Exercise
Set out every line of the records below as a Markdown table with the columns Row and Line, numbering each row and skipping blank lines. Omit the pictures from the table.

Data supplied
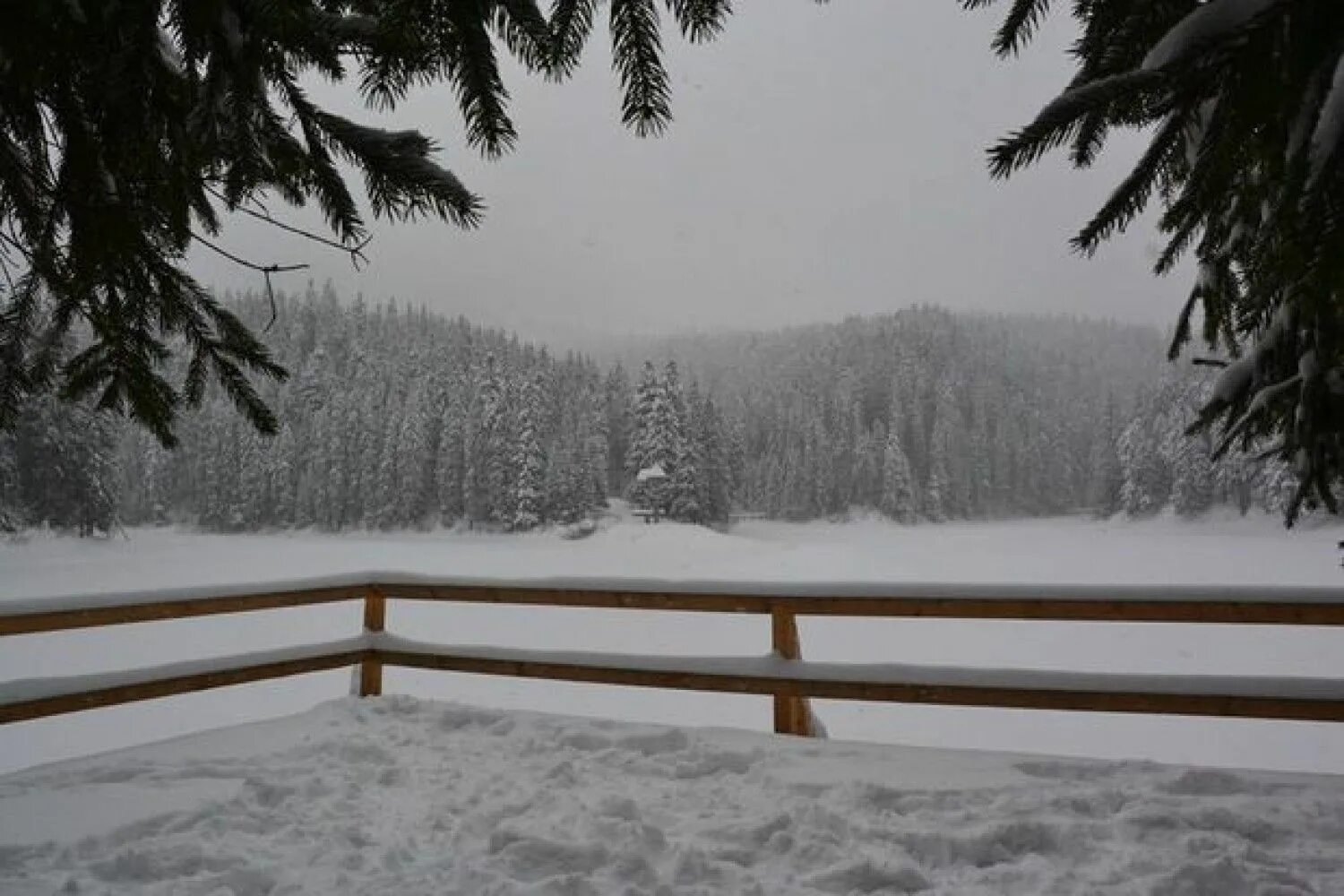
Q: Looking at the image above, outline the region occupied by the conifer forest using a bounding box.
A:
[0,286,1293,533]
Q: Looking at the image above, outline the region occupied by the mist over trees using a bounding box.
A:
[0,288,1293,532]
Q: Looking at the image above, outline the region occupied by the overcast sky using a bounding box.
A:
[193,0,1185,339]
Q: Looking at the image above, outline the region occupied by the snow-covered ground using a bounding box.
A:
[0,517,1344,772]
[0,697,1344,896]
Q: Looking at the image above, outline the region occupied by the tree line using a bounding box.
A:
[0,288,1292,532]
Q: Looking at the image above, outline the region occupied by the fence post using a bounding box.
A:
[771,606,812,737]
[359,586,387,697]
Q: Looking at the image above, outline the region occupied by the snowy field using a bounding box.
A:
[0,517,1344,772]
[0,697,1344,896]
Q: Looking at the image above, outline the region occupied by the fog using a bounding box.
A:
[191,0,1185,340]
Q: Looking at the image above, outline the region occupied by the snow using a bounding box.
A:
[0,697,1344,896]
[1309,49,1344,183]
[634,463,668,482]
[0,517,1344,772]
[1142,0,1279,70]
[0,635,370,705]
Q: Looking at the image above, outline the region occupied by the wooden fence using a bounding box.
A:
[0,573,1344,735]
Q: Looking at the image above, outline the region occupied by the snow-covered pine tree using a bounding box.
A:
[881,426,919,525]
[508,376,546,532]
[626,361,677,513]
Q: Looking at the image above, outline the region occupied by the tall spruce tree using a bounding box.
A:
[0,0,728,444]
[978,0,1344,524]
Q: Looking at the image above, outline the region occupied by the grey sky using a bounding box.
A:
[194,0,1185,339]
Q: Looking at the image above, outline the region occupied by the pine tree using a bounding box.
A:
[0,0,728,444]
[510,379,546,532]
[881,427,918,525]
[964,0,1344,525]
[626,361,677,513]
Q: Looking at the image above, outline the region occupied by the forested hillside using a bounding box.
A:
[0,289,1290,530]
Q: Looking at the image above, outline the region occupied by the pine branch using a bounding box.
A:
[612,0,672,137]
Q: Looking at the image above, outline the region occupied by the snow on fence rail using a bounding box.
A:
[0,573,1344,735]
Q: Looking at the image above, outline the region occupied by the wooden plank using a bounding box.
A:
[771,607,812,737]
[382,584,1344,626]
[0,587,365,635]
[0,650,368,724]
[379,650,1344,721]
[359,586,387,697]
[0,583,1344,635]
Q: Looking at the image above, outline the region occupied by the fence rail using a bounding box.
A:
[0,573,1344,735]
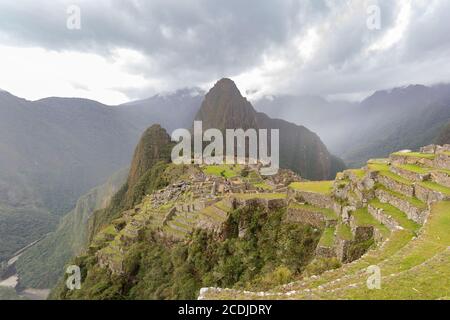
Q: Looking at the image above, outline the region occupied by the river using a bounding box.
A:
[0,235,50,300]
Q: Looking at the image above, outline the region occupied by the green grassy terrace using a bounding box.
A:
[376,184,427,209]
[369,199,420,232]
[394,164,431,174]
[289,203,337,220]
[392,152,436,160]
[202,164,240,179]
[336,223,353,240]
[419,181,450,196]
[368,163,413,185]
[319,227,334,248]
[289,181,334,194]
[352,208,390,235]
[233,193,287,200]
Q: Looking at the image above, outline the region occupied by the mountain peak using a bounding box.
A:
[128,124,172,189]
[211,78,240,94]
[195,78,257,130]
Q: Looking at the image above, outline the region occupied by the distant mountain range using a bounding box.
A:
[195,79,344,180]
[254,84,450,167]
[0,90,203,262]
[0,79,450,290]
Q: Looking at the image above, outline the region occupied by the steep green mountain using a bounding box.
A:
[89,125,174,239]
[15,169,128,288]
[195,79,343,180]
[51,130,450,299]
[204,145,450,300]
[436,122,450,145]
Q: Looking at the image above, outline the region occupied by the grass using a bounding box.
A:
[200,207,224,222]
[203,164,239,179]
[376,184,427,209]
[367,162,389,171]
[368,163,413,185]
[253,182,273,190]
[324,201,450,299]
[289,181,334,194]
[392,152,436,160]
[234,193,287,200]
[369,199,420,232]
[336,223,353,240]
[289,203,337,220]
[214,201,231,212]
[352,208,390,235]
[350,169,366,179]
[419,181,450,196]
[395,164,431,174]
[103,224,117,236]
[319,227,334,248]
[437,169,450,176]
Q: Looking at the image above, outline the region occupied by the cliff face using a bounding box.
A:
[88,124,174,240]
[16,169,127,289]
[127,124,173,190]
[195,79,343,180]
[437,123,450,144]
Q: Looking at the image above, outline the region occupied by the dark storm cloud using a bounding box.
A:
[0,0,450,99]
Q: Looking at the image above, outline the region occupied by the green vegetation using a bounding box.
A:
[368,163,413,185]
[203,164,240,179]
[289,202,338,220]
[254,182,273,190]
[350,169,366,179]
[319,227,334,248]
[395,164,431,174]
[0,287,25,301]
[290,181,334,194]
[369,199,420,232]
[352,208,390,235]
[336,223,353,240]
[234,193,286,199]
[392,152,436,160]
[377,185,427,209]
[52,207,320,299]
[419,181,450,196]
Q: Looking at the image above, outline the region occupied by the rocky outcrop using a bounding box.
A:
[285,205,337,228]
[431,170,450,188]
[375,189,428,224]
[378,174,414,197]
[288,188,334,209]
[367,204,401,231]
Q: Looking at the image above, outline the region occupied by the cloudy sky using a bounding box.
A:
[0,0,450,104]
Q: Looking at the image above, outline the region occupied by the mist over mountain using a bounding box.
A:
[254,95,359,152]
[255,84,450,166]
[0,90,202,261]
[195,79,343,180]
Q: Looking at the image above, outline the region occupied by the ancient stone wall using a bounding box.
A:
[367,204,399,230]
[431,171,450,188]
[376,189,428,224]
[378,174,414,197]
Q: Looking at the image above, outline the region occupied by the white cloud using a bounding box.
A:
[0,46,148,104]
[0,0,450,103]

Response below
| Row | Line |
|---|---|
| 1 | Q: Looking at the image above, outline the region occupied by the conifer forest using a bounding box. |
| 2 | A: |
| 3 | [0,286,1293,533] |
| 4 | Q: Looking at the image above, outline the region occupied by the mist over trees using a bounding box. |
| 5 | A: |
| 6 | [0,288,1293,532] |
| 7 | Q: Looking at the image above, outline the region occupied by the overcast sky using a bounding box. |
| 8 | A: |
| 9 | [193,0,1185,339] |
| 10 | Q: Looking at the image above, outline the region occupied by the snow-covered ground using a bounding box. |
| 11 | A: |
| 12 | [0,517,1344,772] |
| 13 | [0,697,1344,896] |
| 14 | Q: Looking at the image above, outline the region occupied by the tree line using a bounding box. |
| 15 | A: |
| 16 | [0,288,1292,532] |
| 17 | Q: Looking at the image above, outline the region occupied by the fence post using a bounding box. |
| 18 | A: |
| 19 | [771,606,812,737] |
| 20 | [359,586,387,697] |
| 21 | Q: Looking at the image above, outline the region occupied by the snowy field using a bounding box. |
| 22 | A: |
| 23 | [0,517,1344,772] |
| 24 | [0,697,1344,896] |
| 25 | Q: Looking at the image above, outline the region occupied by the fog using a bounding box. |
| 26 | A: |
| 27 | [191,0,1185,340] |
| 28 | Q: Looking at the image above, outline the region occupied by the snow using a bounding box. |
| 29 | A: |
| 30 | [0,697,1344,896] |
| 31 | [1309,49,1344,183] |
| 32 | [634,463,668,482] |
| 33 | [0,517,1344,772] |
| 34 | [1142,0,1279,70] |
| 35 | [0,635,370,705] |
| 36 | Q: Looking at the image above, outline the region occupied by the wooden fence using a bounding box. |
| 37 | A: |
| 38 | [0,573,1344,735] |
| 39 | Q: Looking at the image above, outline the region occupied by the snow-covered pine tree using a bounding box. |
| 40 | A: |
| 41 | [881,426,919,525] |
| 42 | [508,376,546,532] |
| 43 | [626,361,677,513] |
| 44 | Q: Looking at the image above, outline the region occupied by the tall spruce tree using a bounding box. |
| 45 | A: |
| 46 | [0,0,728,444] |
| 47 | [978,0,1344,524] |
| 48 | Q: Looking at the image above, outline the region occupied by the grey sky using a bounding box. |
| 49 | A: |
| 50 | [194,0,1185,339] |
| 51 | Q: Looking at the image above, outline the region occupied by the pine tree using a bounding box. |
| 52 | A: |
| 53 | [0,0,728,444] |
| 54 | [510,379,546,532] |
| 55 | [881,427,918,525] |
| 56 | [964,0,1344,525] |
| 57 | [626,361,677,513] |
| 58 | Q: Looking at the image above, outline the region occupied by the forested hillside using a bounding box. |
| 59 | A: |
| 60 | [0,289,1290,530] |
| 61 | Q: Looking at the image above, outline the region occupied by the pine branch using a bounding box. |
| 62 | A: |
| 63 | [612,0,672,137] |
| 64 | Q: Looking at the image above, outline the region occupied by the snow on fence rail using a bounding box. |
| 65 | A: |
| 66 | [0,573,1344,735] |
| 67 | Q: Looking at the image above, outline the region occupied by the wooden plank using a bounding box. |
| 68 | A: |
| 69 | [771,607,812,737] |
| 70 | [382,584,1344,626] |
| 71 | [0,587,365,635] |
| 72 | [0,650,368,724] |
| 73 | [379,650,1344,721] |
| 74 | [359,586,387,697] |
| 75 | [0,583,1344,635] |
| 76 | Q: Looking at the image above, outline the region occupied by the fence rail using a bounding box. |
| 77 | A: |
| 78 | [0,573,1344,735] |
| 79 | Q: Looking at the image above, outline the region occupied by the river using a bounding box. |
| 80 | A: |
| 81 | [0,235,50,300] |
| 82 | Q: Looking at the image above, outline the region occupied by the green grassy terrace using a bounding box. |
| 83 | A: |
| 84 | [376,184,427,209] |
| 85 | [369,199,420,232] |
| 86 | [394,164,431,174] |
| 87 | [289,203,337,220] |
| 88 | [392,152,436,160] |
| 89 | [202,164,240,179] |
| 90 | [336,223,353,240] |
| 91 | [419,181,450,196] |
| 92 | [368,163,413,185] |
| 93 | [319,227,334,248] |
| 94 | [289,181,334,194] |
| 95 | [352,208,390,235] |
| 96 | [233,193,287,200] |
| 97 | Q: Looking at the image above, outline the region occupied by the mountain peak using a bounding box. |
| 98 | A: |
| 99 | [128,124,172,189] |
| 100 | [211,78,240,94] |
| 101 | [195,78,257,130] |
| 102 | Q: Looking at the image above, outline the region occupied by the distant mountain range using a bounding box. |
| 103 | A: |
| 104 | [195,79,344,180] |
| 105 | [254,84,450,167] |
| 106 | [0,90,203,262] |
| 107 | [0,79,450,290] |
| 108 | Q: Looking at the image above, outline the region occupied by the steep green mountain using a bounding box. |
| 109 | A: |
| 110 | [89,125,174,239] |
| 111 | [15,169,128,288] |
| 112 | [195,79,343,180] |
| 113 | [51,130,450,299] |
| 114 | [204,145,450,300] |
| 115 | [436,122,450,145] |
| 116 | Q: Looking at the image above, outline the region occupied by the grass using a bounding box. |
| 117 | A: |
| 118 | [200,207,224,222] |
| 119 | [203,164,239,179] |
| 120 | [376,184,427,209] |
| 121 | [367,162,389,171] |
| 122 | [368,163,413,185] |
| 123 | [253,182,273,190] |
| 124 | [324,201,450,299] |
| 125 | [289,181,334,194] |
| 126 | [392,152,436,160] |
| 127 | [234,193,287,200] |
| 128 | [369,199,420,232] |
| 129 | [336,223,353,240] |
| 130 | [289,203,337,220] |
| 131 | [214,201,231,212] |
| 132 | [352,208,390,235] |
| 133 | [350,169,366,179] |
| 134 | [419,181,450,196] |
| 135 | [395,164,431,174] |
| 136 | [103,224,117,236] |
| 137 | [319,227,334,248] |
| 138 | [437,169,450,176] |
| 139 | Q: Looking at the image above, outline the region occupied by the cliff face using a bounding box. |
| 140 | A: |
| 141 | [88,124,174,240] |
| 142 | [16,169,127,289] |
| 143 | [127,124,173,190] |
| 144 | [195,79,343,180] |
| 145 | [437,123,450,144] |
| 146 | Q: Looking at the image above, outline the region occupied by the dark storm cloud using a bounding box. |
| 147 | A: |
| 148 | [0,0,450,99] |
| 149 | Q: Looking at the image above, outline the region occupied by the green vegetation using a bounding box. |
| 150 | A: |
| 151 | [368,163,413,185] |
| 152 | [203,164,240,179] |
| 153 | [289,202,338,220] |
| 154 | [254,182,273,190] |
| 155 | [350,169,366,179] |
| 156 | [319,227,334,248] |
| 157 | [395,164,431,174] |
| 158 | [0,287,25,301] |
| 159 | [290,181,334,194] |
| 160 | [369,199,420,232] |
| 161 | [352,208,390,235] |
| 162 | [336,223,353,240] |
| 163 | [234,193,286,199] |
| 164 | [392,152,436,160] |
| 165 | [377,185,427,209] |
| 166 | [52,207,320,299] |
| 167 | [419,181,450,196] |
| 168 | Q: Looking at the image above, outline the region occupied by the rocky outcrop using a bounding box. |
| 169 | A: |
| 170 | [285,205,337,228] |
| 171 | [431,170,450,188] |
| 172 | [375,189,428,224] |
| 173 | [378,174,414,197] |
| 174 | [288,188,334,209] |
| 175 | [367,204,401,231] |
| 176 | Q: Looking at the image above, outline the region occupied by the cloudy sky using a bounding box. |
| 177 | A: |
| 178 | [0,0,450,104] |
| 179 | Q: Looking at the image above, outline the region occupied by the mist over mountain using a bounding box. |
| 180 | A: |
| 181 | [254,95,359,152] |
| 182 | [255,84,450,166] |
| 183 | [0,90,202,261] |
| 184 | [195,79,343,180] |
| 185 | Q: Looking at the image above, outline the region occupied by the ancient stone wall using a bounding box. |
| 186 | A: |
| 187 | [367,204,399,230] |
| 188 | [431,171,450,188] |
| 189 | [376,189,428,224] |
| 190 | [378,174,414,197] |
| 191 | Q: Looking at the image above, outline the region occupied by the white cloud using a bounding box. |
| 192 | A: |
| 193 | [0,46,148,104] |
| 194 | [0,0,450,103] |